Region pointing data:
[Start of section]
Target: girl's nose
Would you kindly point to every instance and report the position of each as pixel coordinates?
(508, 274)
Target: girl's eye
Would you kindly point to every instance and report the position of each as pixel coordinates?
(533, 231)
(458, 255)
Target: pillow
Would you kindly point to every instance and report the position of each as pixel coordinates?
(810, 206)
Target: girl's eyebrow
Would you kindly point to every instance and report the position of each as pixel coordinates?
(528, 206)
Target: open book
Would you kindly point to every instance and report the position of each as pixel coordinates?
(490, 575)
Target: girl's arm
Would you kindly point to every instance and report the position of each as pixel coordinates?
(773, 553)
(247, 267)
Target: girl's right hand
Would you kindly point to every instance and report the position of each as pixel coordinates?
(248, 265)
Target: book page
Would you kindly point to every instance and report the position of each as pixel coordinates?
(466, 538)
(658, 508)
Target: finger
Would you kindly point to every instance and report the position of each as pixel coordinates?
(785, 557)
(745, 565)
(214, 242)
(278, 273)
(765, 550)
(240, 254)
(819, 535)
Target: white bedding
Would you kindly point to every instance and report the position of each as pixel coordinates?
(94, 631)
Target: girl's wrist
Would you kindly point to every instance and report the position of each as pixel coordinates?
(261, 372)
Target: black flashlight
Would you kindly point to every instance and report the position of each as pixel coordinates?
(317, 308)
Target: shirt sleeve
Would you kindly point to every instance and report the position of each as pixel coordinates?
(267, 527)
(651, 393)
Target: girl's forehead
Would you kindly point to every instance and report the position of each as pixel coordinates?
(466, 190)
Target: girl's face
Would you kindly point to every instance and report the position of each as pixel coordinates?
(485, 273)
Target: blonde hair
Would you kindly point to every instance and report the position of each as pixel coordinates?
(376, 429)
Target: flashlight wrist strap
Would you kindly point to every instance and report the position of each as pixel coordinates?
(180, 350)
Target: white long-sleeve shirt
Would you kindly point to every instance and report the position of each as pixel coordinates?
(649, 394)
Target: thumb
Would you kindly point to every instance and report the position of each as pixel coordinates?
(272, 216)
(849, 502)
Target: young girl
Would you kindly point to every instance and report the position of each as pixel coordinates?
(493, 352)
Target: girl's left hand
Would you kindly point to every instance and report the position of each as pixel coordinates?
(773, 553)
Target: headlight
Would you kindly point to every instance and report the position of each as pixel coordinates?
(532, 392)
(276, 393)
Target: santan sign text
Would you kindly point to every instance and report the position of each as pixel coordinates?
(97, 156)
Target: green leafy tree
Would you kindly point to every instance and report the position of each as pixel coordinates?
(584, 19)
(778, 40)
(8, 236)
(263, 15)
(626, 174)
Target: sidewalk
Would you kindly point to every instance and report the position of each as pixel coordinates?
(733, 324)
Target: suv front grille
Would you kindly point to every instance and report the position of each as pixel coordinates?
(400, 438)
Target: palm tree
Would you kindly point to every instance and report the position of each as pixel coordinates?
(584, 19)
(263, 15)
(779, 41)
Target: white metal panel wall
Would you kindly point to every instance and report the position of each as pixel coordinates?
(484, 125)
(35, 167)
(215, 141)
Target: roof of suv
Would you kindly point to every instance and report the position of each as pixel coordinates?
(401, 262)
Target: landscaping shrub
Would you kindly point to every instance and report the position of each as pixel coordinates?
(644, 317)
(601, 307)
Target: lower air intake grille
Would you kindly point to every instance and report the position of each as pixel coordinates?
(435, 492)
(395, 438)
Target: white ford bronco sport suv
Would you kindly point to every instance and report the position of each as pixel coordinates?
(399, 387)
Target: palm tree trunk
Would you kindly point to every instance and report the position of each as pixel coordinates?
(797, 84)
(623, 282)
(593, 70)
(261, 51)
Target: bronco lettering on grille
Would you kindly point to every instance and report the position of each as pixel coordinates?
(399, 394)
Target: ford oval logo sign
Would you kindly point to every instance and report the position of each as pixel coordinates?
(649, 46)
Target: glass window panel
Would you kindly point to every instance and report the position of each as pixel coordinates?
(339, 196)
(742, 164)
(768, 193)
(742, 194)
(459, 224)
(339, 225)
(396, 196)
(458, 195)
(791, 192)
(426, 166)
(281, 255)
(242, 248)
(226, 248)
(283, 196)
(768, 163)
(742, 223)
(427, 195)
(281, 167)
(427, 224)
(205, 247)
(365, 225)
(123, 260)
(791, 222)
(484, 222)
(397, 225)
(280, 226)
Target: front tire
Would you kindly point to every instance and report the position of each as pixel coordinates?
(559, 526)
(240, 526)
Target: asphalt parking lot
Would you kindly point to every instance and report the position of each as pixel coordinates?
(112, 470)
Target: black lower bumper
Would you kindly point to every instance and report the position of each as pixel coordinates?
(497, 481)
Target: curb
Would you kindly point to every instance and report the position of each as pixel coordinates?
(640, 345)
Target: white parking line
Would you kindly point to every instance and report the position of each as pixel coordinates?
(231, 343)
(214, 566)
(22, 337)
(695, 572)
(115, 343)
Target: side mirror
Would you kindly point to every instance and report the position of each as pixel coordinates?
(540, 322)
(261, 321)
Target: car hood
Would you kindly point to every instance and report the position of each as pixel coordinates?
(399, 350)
[End of section]
Write out each line exactly, beginning at the one with "Target: side mirror" and ending at the final line of the records above, with nothing added.

# Answer
Target: side mirror
Would you kindly point to every instance and report the position of each as pixel coordinates?
(540, 322)
(261, 321)
Target: car hood
Would you kindly point to every instance and report the position of each as pixel coordinates?
(399, 350)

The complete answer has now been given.